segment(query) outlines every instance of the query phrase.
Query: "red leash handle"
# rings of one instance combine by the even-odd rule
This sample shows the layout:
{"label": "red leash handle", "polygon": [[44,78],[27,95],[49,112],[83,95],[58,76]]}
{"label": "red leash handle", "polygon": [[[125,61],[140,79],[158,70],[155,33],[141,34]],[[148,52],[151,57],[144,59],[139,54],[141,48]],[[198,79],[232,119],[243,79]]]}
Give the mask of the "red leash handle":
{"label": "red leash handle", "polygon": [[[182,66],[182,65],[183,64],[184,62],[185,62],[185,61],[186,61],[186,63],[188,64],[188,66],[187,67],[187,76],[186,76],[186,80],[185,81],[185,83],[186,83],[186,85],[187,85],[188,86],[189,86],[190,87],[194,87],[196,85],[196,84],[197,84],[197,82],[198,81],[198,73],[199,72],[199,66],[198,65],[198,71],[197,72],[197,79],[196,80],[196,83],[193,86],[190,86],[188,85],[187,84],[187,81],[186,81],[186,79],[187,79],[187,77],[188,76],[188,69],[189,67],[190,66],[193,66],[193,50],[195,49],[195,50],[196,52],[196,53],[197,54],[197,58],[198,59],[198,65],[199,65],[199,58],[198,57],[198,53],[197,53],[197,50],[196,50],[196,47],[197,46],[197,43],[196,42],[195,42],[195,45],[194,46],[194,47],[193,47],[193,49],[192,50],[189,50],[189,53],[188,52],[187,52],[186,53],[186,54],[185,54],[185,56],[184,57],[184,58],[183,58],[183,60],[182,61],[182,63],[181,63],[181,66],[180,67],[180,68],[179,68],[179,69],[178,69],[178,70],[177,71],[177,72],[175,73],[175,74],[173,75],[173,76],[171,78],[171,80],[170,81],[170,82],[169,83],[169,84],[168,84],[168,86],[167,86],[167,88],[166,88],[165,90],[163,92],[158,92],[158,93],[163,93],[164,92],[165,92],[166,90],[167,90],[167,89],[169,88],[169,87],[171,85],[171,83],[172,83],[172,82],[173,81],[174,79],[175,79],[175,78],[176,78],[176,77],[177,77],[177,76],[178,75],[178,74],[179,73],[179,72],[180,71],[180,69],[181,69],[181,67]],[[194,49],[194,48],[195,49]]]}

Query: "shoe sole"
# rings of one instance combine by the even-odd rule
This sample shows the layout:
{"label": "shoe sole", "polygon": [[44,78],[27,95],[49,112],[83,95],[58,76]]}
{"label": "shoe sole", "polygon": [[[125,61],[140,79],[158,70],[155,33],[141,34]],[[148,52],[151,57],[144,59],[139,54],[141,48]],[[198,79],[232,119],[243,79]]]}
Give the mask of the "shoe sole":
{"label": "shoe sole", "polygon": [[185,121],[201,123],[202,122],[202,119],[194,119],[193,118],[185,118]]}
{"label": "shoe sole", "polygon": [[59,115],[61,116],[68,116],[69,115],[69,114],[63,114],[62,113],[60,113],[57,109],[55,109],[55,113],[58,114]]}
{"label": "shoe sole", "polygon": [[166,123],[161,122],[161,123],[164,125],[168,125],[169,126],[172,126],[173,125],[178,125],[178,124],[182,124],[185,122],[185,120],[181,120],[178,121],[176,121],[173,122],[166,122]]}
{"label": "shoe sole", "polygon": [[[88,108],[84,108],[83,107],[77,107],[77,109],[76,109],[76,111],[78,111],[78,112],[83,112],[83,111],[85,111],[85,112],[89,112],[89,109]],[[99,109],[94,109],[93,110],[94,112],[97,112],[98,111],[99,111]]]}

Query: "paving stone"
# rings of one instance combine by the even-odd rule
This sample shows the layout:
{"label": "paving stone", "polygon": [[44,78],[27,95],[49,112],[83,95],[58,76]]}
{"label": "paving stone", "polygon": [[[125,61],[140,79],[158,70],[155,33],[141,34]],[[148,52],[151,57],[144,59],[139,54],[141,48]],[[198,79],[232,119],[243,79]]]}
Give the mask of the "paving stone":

**WHAT IS BEING ASKED**
Reproduce the records above exactly as they appear.

**CORRECT RESPONSE**
segment(query) outlines every instance of the query phrase.
Query: "red leash handle"
# rings of one instance combine by the even-odd rule
This sample shows the layout:
{"label": "red leash handle", "polygon": [[44,78],[27,95],[49,112],[83,95],[58,76]]}
{"label": "red leash handle", "polygon": [[[125,61],[140,79],[158,70],[155,33],[141,34]],[[148,52],[151,57],[144,59],[139,54],[141,48]],[[198,79],[232,119],[243,79]]]}
Give the mask of the "red leash handle":
{"label": "red leash handle", "polygon": [[[182,66],[182,65],[183,64],[184,62],[185,62],[185,61],[186,61],[186,63],[188,64],[188,66],[187,67],[187,76],[186,76],[186,80],[185,81],[185,83],[186,83],[186,85],[187,85],[188,86],[189,86],[190,87],[194,87],[196,85],[196,84],[197,84],[197,82],[198,81],[198,73],[199,72],[199,66],[198,65],[198,71],[197,72],[197,79],[196,80],[196,83],[193,86],[190,86],[188,85],[187,84],[187,81],[186,81],[186,79],[187,79],[187,77],[188,76],[188,69],[189,67],[190,66],[193,66],[193,50],[195,49],[195,50],[196,52],[196,53],[197,54],[197,58],[198,59],[198,65],[199,65],[199,58],[198,57],[198,53],[197,53],[197,50],[196,50],[196,47],[197,46],[197,43],[196,42],[195,42],[195,45],[194,46],[194,47],[193,47],[193,49],[192,50],[189,50],[189,53],[188,52],[187,52],[186,53],[186,54],[185,54],[185,56],[184,57],[184,58],[183,58],[183,60],[182,61],[182,63],[181,63],[181,66],[180,67],[180,68],[179,68],[179,69],[178,69],[178,70],[177,71],[177,72],[175,73],[175,74],[173,75],[173,76],[171,78],[171,80],[170,81],[170,82],[169,83],[169,84],[168,84],[168,86],[167,86],[167,88],[166,88],[165,90],[163,92],[158,92],[158,93],[163,93],[164,92],[165,92],[166,90],[167,90],[167,89],[169,88],[169,87],[171,85],[171,83],[172,83],[172,82],[173,81],[174,79],[175,79],[175,78],[176,78],[176,77],[177,77],[177,76],[178,75],[178,74],[179,73],[179,72],[180,71],[180,69],[181,69],[181,67]],[[194,49],[194,48],[195,49]]]}

Query: "shoe sole"
# rings of one instance combine by the even-odd rule
This sample shows the layout:
{"label": "shoe sole", "polygon": [[44,78],[27,95],[49,112],[83,95],[58,76]]}
{"label": "shoe sole", "polygon": [[[125,61],[140,79],[158,70],[155,33],[141,34]],[[148,52],[151,57],[144,59],[139,54],[141,48]],[[198,79],[232,119],[243,79]]]}
Give the mask of the "shoe sole":
{"label": "shoe sole", "polygon": [[185,121],[201,123],[202,122],[202,119],[194,119],[193,118],[185,118]]}
{"label": "shoe sole", "polygon": [[59,115],[61,116],[68,116],[69,115],[69,114],[63,114],[62,113],[60,113],[57,109],[55,109],[55,113],[58,114]]}
{"label": "shoe sole", "polygon": [[166,123],[161,122],[161,123],[164,125],[168,125],[169,126],[172,126],[173,125],[178,125],[178,124],[182,124],[185,122],[185,120],[181,120],[178,121],[176,121],[173,122],[166,122]]}
{"label": "shoe sole", "polygon": [[[88,108],[84,108],[83,107],[77,107],[77,109],[76,109],[76,111],[78,111],[78,112],[83,112],[83,111],[85,111],[85,112],[89,112],[89,109]],[[99,109],[94,109],[93,110],[94,112],[97,112],[98,111],[99,111]]]}

Query: "paving stone"
# rings of one instance combine by the even-odd rule
This sample shows the layout:
{"label": "paving stone", "polygon": [[44,78],[27,95],[49,112],[83,95],[58,76]]}
{"label": "paving stone", "polygon": [[[125,61],[140,79],[158,70],[155,33],[141,34]],[[148,52],[151,57],[144,59],[139,54],[141,48]],[[198,79],[232,119],[243,79]]]}
Give the mask of the "paving stone":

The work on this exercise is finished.